(DATA RECORDS Opens)

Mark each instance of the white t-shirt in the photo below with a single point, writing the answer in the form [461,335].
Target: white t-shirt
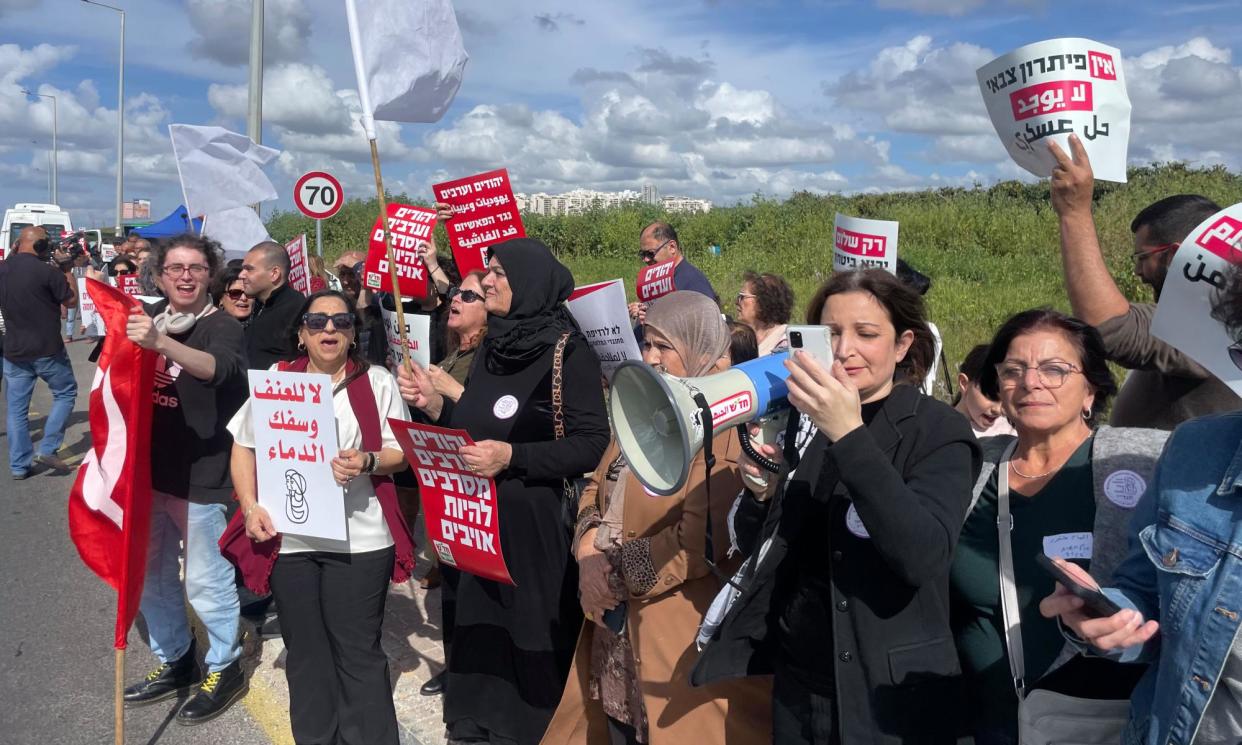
[364,518]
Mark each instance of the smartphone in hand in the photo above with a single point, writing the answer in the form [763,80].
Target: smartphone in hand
[815,340]
[1096,604]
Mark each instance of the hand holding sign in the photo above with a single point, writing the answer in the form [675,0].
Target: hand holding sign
[1072,179]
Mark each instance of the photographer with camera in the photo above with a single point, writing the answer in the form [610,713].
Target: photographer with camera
[31,296]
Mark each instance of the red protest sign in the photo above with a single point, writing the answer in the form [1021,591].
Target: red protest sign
[128,284]
[656,281]
[1052,97]
[1223,239]
[460,510]
[299,273]
[485,212]
[409,227]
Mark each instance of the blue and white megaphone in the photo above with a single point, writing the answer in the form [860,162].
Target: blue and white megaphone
[658,422]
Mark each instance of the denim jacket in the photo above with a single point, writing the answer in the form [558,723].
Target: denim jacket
[1185,569]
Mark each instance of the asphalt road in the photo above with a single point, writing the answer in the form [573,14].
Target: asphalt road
[56,621]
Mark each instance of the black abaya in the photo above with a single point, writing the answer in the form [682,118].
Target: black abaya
[513,645]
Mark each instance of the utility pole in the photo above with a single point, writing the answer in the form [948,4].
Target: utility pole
[121,113]
[52,168]
[255,113]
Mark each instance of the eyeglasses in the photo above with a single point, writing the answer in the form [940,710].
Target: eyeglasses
[318,322]
[1052,375]
[651,255]
[178,270]
[1140,255]
[467,296]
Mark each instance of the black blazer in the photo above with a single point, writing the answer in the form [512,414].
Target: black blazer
[909,476]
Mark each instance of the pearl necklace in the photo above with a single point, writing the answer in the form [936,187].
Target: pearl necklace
[1045,474]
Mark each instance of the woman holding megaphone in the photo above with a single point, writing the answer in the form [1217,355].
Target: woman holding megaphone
[645,580]
[847,601]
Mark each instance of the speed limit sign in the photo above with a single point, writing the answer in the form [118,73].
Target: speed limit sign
[318,195]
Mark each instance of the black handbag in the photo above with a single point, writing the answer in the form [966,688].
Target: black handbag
[571,488]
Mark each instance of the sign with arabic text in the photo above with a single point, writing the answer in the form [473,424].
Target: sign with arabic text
[1199,272]
[294,443]
[1045,92]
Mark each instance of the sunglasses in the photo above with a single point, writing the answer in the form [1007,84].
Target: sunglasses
[651,255]
[467,296]
[318,322]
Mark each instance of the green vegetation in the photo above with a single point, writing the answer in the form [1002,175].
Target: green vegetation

(DATA RECORDS Closes)

THE PROBLEM: Every entry above should be written out again verbatim, with no pictures included.

RESULT:
Mark each instance of the white t-shirt in the photo below with a single point, writing the answer in the form [461,335].
Target: white t-shirt
[364,518]
Mark each instance of the smartphone in hand in the photo above with a single point, writing the answer in the form [763,80].
Target: smartphone in hand
[815,340]
[1096,604]
Mark each instance of the hand holding sign in the photo above with a single point, writing the answer in the form [675,0].
Target: hand holding sign
[1072,179]
Mark each instance of the photographer with camera in the photo above with a single point, writing the answer in the form [610,713].
Target: photographer with camera
[31,296]
Mark each instance of the red protest sign in the photo above with a single point, writing the answer in the form [1021,591].
Target: red protest sign
[128,284]
[656,281]
[1052,97]
[1223,239]
[460,510]
[299,273]
[485,212]
[409,227]
Mark each instance of the blue and white megaphone in the photo above with a single point, writing the answer in the form [860,162].
Target: blue and white megaphone
[658,422]
Mark each instance of the denim jacket in the photo above with a single point, writing the answer in the form [558,723].
Target: denim jacket
[1185,569]
Mark each instance of the asphalt road in the photo above with a single point, writing the answer in the form [573,14].
Target: asphalt road
[56,621]
Mark each instance of the black abaya in the photo above with a single point, writing the answer in the form [682,118].
Target: black abaya
[513,645]
Mark each instance of the utility pole in the photo above with a single point, writing the answer in the form [948,4].
Target: utility pole
[121,113]
[52,168]
[255,113]
Mark each instance of the eyeglasses in the photo above with a single point, writing the answer in the form [940,710].
Target: eyeglasses
[318,322]
[1052,375]
[651,255]
[178,270]
[1140,255]
[467,296]
Mark each instance of the black blazer in the photo above with a single point, writing the answer in the form [512,414].
Target: black blazer
[909,476]
Mark each instance of the pearl necklace in the photo above with a single point, writing the answer in the form [936,187].
Target: pearl necklace
[1045,474]
Mark each instance of the woman holding megaphone in the photo above with a single point, writing the answer in the form [1217,355].
Target: woman holding megaphone
[645,580]
[847,601]
Mark each instance of the speed limit sign in the photo above with a single point, writing the answer in the form [118,73].
Target: speed limit sign
[318,195]
Mark each instance of the black handbag in the photo above with a single point, writing the answer in the form [966,688].
Target: black handbag
[571,488]
Mark each instance of the sign with arabic text in the photo above with a single point, writing the answer in the form [473,424].
Target: sign with arabic text
[1199,272]
[294,443]
[1045,92]
Mark each instance of the sunglasses in the photo above with a single point, writing the answer in the form [1007,84].
Target: sunglasses
[651,255]
[467,296]
[318,322]
Mark each instance of the green vegetation in the photo above with a single point, writing the answer in the form [1002,175].
Target: green vegetation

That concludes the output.